White, who released the report on the Value Added Model (VAM) scores for the Shreveport school through an intermediary, may also have endangered his $275,000-a-year job by releasing confidential information to reporter Will Sentell last October in direct contravention of Act 54 of 2010.

The sequence of events began when State Rep. Alan Seabaugh (R-Shreveport) and White collaborated to tweak the VAM in order to improve the evaluations of three teachers at one of Shreveport’s better elementary schools.

Sentell quoted Seabaugh in the Advocate last Oct. 6 as saying, “You literally have the most successful teachers in the state being told that they are highly ineffective. This is nothing short of ridiculous.”

Sentell said the focus was on preliminary data for South Highlands Elementary Magnet School in Shreveport, where, despite the school’s being the top-rated elementary school in the state, three of its fourth-grade teachers were rated as “highly ineffective.”

Sentell’s story followed an interview with White but not before a detailed report on the three teachers was pulled together comparing fourth grade scores of South Highlands to those of “School X,” which in reality, was Westdale Elementary Magnet School in Baton Rouge.

In order to avoid Sentell’s learning that the report came from LDOE at his direction, White called on Rayne Martin, executive director of Stand for Children Louisiana, to serve as an intermediary and to tell Sentell that she had obtained the report through a data request. Martin previously worked in a number of capacities in LDOE, including chief of innovation—whatever that might have entailed.

When Sentell told White in the interview that he had a copy of a report that indicated the teachers had students whose average scores showed a significant drop from third to fourth grade, White, feigning innocence, asked Sentell where he obtained the report. White subsequently confided to Sentell in an off-the-record remark that the three teachers were ineffective and that Seabaugh was pushing hard to “fix it” for them.

•••

■ **Tasks**:
1. Name every person mentioned by name in the passage on the Shreveport teacher ratings.
2. Answer these from the passage on the Shreveport teacher ratings:
(a) How much does White's job pay per year?
(b) What school was "School X" in reality?
(c) What position did Rayne Martin hold at Stand for Children Louisiana?
The entries that come next have nothing to do with the passage on the Shreveport teacher ratings.

Dataset entries about where objects are located
•••

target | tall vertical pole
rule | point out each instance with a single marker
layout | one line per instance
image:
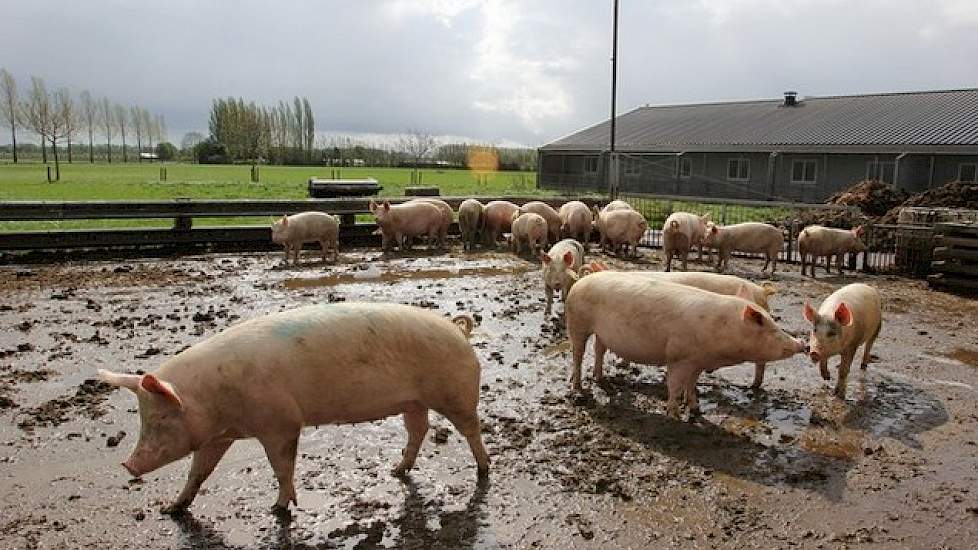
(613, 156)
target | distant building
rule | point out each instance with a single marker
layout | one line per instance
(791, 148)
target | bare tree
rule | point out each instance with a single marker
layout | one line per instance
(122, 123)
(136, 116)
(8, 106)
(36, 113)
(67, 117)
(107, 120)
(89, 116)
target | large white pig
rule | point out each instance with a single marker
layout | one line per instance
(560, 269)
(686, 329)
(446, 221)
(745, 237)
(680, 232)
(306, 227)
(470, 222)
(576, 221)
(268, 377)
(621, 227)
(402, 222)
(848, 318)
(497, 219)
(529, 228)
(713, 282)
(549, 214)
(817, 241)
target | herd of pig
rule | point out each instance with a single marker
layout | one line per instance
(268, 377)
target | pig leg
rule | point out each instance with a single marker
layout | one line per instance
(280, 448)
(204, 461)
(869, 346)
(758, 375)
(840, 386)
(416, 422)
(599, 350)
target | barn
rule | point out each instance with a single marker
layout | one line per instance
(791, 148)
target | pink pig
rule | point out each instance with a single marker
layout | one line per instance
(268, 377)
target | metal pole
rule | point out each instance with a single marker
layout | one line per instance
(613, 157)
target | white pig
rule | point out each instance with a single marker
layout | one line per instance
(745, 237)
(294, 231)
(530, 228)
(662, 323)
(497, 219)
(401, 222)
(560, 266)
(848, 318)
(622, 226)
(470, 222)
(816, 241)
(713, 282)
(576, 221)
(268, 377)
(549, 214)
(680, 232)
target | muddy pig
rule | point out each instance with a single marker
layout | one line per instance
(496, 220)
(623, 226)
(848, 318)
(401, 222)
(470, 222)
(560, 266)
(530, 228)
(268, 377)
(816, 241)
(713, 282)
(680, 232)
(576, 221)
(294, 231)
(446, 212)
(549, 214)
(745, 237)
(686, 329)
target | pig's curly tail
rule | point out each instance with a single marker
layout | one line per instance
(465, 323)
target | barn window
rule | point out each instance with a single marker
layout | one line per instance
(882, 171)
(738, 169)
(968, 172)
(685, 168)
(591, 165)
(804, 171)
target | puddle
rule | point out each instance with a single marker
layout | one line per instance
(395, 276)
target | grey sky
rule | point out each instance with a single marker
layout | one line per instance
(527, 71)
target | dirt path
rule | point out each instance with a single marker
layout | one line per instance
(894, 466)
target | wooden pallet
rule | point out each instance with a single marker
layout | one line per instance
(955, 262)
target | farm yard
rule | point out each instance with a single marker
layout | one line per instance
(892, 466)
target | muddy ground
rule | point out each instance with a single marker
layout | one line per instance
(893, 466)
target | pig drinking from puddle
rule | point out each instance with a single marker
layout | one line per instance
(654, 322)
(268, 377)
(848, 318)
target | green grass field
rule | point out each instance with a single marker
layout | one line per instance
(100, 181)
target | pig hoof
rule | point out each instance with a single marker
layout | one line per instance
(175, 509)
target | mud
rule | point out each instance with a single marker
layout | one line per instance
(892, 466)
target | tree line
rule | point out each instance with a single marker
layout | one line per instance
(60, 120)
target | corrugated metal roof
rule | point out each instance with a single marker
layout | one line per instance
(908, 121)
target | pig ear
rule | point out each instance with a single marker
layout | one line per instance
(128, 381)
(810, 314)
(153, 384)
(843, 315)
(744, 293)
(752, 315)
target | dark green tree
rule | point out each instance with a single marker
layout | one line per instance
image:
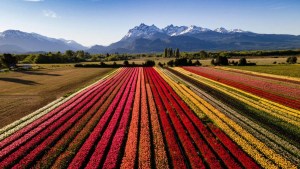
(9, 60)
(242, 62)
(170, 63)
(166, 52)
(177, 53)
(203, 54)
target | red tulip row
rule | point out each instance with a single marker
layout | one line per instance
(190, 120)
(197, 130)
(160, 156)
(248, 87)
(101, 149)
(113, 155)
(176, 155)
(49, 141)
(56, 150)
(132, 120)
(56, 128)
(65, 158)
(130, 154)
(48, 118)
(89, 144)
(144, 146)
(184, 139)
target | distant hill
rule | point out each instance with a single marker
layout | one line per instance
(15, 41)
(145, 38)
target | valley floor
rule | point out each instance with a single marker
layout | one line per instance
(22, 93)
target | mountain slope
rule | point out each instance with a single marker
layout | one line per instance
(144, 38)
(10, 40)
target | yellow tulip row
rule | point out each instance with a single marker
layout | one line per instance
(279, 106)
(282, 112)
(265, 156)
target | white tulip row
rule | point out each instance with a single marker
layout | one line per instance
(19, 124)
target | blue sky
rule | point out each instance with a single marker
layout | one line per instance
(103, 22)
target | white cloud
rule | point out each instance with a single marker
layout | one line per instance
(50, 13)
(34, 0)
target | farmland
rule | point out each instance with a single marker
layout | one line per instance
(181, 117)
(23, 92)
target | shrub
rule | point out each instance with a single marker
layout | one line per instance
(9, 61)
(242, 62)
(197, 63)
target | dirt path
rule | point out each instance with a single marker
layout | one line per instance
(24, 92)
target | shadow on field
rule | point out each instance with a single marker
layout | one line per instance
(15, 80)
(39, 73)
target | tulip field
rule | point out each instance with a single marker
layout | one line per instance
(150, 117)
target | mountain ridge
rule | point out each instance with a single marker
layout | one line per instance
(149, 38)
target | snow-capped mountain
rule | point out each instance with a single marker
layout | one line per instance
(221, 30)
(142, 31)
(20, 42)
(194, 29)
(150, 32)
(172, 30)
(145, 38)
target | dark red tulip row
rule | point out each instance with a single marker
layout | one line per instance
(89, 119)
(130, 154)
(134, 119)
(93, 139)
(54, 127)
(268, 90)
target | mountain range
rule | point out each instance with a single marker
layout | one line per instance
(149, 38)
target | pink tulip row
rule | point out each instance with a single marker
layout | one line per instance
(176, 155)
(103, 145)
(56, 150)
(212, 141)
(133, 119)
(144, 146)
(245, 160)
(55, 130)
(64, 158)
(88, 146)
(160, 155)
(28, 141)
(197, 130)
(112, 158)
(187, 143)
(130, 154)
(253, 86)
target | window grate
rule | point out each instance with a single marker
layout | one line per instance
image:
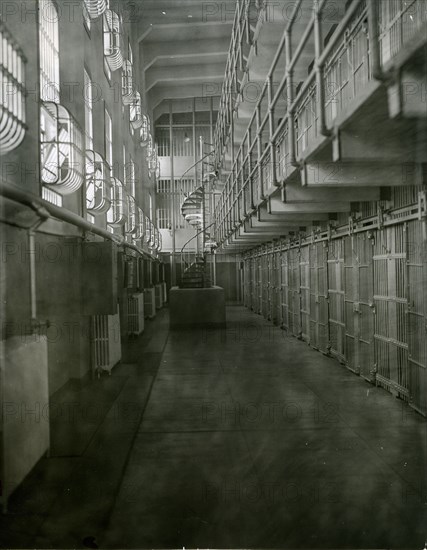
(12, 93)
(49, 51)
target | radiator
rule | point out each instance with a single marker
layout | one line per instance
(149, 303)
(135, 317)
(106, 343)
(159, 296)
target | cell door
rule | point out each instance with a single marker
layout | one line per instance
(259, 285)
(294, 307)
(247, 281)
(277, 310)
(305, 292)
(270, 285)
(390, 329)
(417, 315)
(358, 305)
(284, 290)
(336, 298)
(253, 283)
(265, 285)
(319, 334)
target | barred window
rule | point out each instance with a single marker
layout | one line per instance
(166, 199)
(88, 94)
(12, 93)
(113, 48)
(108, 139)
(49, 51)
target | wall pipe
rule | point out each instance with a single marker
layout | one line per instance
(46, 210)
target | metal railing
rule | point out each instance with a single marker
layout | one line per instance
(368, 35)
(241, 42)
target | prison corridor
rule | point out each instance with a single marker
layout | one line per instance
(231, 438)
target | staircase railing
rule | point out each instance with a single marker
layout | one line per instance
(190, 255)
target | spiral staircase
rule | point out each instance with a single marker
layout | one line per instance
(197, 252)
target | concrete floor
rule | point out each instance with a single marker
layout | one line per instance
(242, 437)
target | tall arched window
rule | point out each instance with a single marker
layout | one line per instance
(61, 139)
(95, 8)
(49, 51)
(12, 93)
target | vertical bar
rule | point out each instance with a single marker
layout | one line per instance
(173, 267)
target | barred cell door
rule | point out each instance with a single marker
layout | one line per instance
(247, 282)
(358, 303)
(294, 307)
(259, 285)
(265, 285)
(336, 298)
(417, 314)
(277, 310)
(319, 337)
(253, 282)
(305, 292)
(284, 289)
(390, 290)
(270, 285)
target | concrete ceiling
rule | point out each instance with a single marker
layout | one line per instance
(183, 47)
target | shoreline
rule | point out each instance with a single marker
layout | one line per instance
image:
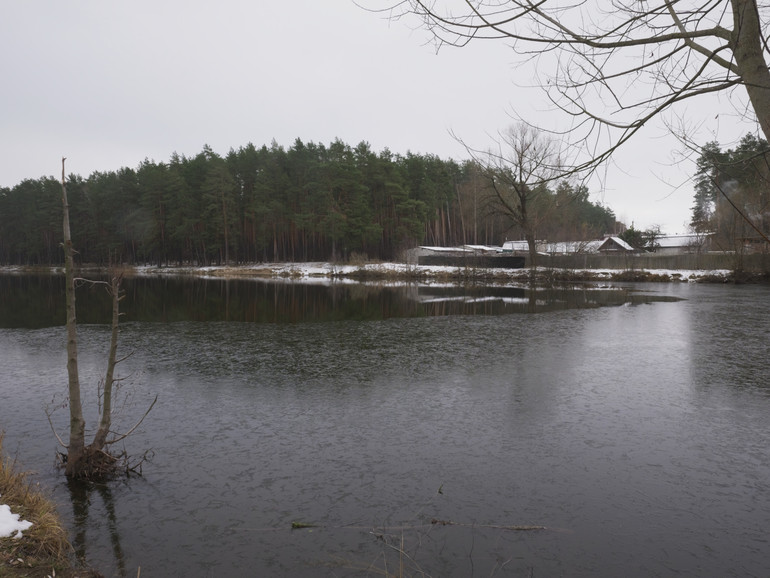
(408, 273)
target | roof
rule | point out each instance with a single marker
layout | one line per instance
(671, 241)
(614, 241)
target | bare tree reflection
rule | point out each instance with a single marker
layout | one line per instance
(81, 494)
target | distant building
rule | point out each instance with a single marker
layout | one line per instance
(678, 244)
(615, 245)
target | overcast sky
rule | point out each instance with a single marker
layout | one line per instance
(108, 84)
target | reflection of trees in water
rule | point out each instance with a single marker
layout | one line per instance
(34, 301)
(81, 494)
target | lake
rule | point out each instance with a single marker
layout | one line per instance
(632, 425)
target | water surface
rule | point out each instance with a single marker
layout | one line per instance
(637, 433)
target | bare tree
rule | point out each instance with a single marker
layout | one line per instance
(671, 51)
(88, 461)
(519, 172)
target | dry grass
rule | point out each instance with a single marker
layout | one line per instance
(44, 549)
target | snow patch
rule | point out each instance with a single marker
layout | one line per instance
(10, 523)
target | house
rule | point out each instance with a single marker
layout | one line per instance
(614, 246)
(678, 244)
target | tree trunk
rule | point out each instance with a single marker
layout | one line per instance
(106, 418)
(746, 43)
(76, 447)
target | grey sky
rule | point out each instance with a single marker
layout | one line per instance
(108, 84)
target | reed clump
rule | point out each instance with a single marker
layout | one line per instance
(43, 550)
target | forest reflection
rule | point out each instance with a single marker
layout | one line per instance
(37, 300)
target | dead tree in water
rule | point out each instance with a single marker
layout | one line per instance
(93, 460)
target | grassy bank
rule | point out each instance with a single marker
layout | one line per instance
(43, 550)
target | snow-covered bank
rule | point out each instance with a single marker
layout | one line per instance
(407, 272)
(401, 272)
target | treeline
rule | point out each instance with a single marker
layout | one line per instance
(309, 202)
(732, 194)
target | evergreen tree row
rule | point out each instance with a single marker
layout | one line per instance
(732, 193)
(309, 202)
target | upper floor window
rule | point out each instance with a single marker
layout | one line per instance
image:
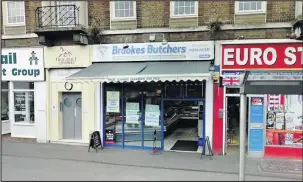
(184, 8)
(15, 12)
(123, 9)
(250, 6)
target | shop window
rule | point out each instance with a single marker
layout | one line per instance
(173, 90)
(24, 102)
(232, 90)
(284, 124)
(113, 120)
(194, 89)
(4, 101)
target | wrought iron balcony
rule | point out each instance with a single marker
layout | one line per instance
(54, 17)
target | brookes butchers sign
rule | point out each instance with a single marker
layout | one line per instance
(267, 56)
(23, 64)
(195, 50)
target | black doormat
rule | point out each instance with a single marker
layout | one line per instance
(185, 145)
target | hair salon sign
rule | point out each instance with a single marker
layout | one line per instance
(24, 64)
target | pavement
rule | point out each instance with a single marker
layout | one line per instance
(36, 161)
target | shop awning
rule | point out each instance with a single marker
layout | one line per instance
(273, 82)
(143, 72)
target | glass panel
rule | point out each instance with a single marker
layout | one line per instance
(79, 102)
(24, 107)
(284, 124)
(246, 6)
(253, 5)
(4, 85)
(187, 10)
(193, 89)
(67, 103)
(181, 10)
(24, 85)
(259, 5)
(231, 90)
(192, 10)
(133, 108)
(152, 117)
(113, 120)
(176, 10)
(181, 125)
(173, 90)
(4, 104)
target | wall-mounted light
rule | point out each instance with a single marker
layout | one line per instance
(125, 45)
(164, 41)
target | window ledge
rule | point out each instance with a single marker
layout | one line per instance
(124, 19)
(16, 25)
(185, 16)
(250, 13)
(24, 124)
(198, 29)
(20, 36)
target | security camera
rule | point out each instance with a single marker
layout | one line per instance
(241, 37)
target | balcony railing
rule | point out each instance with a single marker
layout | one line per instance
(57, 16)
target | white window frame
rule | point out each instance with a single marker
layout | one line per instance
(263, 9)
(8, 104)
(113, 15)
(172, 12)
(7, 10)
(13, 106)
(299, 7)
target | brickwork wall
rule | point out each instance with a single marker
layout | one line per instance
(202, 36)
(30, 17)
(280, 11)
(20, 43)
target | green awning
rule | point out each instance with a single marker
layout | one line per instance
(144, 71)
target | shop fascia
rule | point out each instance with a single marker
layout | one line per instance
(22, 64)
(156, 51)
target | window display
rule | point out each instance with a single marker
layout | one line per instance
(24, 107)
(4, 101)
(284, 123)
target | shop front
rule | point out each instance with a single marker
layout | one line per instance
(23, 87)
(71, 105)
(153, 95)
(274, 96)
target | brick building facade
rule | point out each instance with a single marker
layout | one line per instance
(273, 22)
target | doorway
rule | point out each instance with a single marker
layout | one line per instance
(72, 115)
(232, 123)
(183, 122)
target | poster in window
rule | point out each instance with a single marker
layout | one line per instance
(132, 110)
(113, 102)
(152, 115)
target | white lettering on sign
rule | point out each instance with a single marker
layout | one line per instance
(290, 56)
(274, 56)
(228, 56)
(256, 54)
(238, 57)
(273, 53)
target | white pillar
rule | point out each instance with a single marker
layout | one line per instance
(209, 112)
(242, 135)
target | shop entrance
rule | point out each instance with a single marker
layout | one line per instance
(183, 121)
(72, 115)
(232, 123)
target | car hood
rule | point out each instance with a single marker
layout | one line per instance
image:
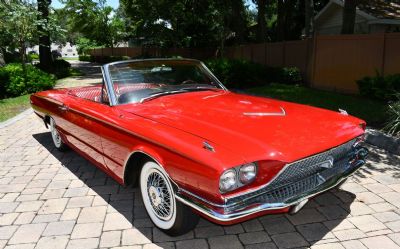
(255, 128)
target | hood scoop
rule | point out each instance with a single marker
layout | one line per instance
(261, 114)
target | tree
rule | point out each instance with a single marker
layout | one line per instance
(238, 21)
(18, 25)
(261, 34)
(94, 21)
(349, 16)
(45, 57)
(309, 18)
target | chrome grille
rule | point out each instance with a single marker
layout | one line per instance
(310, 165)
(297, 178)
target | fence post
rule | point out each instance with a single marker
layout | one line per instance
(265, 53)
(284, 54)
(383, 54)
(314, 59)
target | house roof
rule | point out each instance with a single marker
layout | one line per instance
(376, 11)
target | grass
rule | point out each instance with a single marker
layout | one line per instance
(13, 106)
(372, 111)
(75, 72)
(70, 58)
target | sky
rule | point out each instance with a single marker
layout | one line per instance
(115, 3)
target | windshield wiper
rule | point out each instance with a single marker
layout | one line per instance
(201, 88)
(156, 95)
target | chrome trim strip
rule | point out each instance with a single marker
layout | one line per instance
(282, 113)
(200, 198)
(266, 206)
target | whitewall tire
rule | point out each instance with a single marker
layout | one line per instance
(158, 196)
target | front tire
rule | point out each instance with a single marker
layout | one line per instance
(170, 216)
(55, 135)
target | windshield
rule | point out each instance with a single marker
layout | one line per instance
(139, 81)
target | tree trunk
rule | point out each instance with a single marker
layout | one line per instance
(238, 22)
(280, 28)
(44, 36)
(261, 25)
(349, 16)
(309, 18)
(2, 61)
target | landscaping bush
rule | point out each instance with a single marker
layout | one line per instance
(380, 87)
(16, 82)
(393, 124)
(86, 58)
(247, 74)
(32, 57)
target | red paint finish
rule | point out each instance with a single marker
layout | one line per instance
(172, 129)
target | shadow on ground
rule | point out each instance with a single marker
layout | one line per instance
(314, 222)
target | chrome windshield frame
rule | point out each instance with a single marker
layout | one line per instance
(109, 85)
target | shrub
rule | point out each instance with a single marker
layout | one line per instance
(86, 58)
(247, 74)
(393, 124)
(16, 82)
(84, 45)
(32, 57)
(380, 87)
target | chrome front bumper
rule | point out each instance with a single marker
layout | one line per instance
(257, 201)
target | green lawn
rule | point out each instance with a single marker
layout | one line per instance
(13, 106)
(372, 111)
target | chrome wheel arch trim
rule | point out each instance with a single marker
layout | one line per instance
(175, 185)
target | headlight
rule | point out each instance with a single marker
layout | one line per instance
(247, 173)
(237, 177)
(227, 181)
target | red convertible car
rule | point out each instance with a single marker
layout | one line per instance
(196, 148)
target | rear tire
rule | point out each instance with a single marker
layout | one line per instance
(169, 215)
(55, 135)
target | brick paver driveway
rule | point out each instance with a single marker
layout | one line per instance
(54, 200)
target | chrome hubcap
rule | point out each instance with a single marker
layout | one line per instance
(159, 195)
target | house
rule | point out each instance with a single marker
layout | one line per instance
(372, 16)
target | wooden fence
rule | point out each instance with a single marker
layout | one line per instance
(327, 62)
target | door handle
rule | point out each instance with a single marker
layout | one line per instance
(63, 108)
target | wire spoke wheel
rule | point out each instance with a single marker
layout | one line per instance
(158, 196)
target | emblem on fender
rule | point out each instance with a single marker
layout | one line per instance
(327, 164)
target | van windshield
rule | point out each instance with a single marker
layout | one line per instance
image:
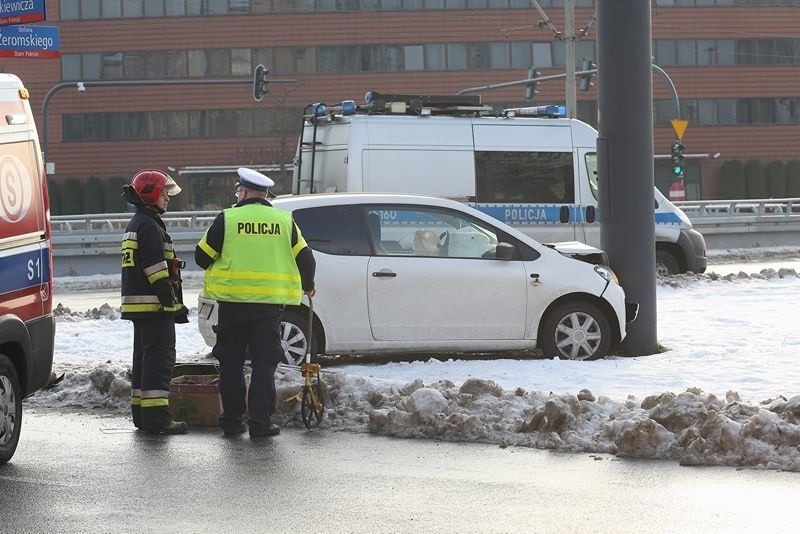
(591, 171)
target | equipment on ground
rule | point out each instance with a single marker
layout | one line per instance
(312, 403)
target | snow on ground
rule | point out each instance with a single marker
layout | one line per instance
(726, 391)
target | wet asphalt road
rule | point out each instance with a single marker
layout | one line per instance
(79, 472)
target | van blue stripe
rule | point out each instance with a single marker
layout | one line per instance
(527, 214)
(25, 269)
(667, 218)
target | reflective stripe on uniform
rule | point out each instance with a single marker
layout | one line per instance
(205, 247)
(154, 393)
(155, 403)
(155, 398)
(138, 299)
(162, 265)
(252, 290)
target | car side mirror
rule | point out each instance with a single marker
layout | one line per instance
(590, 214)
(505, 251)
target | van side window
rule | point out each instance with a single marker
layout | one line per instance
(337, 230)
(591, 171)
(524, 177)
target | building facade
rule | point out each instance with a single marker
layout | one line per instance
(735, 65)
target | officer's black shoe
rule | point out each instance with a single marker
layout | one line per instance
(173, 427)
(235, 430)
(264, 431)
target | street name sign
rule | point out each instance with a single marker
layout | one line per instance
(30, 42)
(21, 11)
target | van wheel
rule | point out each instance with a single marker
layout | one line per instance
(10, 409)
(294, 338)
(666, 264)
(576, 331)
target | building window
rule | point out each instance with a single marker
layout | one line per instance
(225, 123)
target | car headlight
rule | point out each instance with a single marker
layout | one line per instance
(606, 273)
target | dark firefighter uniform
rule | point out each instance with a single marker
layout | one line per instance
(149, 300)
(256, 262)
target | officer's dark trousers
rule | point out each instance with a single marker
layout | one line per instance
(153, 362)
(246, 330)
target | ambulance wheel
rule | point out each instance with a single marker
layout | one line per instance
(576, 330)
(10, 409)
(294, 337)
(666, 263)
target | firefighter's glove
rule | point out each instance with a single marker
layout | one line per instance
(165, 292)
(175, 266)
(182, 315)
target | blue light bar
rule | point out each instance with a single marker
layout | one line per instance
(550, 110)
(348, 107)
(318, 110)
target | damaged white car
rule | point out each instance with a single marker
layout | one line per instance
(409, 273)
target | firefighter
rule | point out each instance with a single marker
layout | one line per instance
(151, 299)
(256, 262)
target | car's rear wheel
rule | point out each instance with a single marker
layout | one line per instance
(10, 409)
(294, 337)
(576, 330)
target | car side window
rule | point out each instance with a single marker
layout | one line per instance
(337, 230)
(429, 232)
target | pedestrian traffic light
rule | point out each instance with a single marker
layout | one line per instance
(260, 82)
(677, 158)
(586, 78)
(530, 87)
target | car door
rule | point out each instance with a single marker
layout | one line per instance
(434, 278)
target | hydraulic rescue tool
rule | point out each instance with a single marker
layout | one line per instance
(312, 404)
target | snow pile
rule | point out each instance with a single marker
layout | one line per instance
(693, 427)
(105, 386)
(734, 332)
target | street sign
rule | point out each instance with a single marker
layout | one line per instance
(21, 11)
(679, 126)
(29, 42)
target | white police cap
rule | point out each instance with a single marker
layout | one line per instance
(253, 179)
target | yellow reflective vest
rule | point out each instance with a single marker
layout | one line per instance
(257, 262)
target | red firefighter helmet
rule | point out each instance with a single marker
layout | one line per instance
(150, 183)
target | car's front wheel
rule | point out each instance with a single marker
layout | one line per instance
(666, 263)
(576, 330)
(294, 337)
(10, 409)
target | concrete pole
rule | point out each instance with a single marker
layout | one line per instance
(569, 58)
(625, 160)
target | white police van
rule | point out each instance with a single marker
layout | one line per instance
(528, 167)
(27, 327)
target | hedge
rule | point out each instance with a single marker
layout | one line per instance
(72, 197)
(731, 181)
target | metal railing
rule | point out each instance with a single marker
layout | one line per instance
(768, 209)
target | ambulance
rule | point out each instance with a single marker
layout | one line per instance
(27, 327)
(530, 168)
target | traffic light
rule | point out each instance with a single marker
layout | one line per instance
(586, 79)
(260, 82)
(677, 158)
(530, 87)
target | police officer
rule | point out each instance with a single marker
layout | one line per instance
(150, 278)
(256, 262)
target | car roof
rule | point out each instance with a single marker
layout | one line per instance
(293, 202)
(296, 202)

•••

■ **Solutions per task**:
1.
White
Alan Seabaugh
Will Sentell
Rayne Martin

2.
(a) $275,000
(b) Westdale Elementary Magnet School in Baton Rouge
(c) Executive director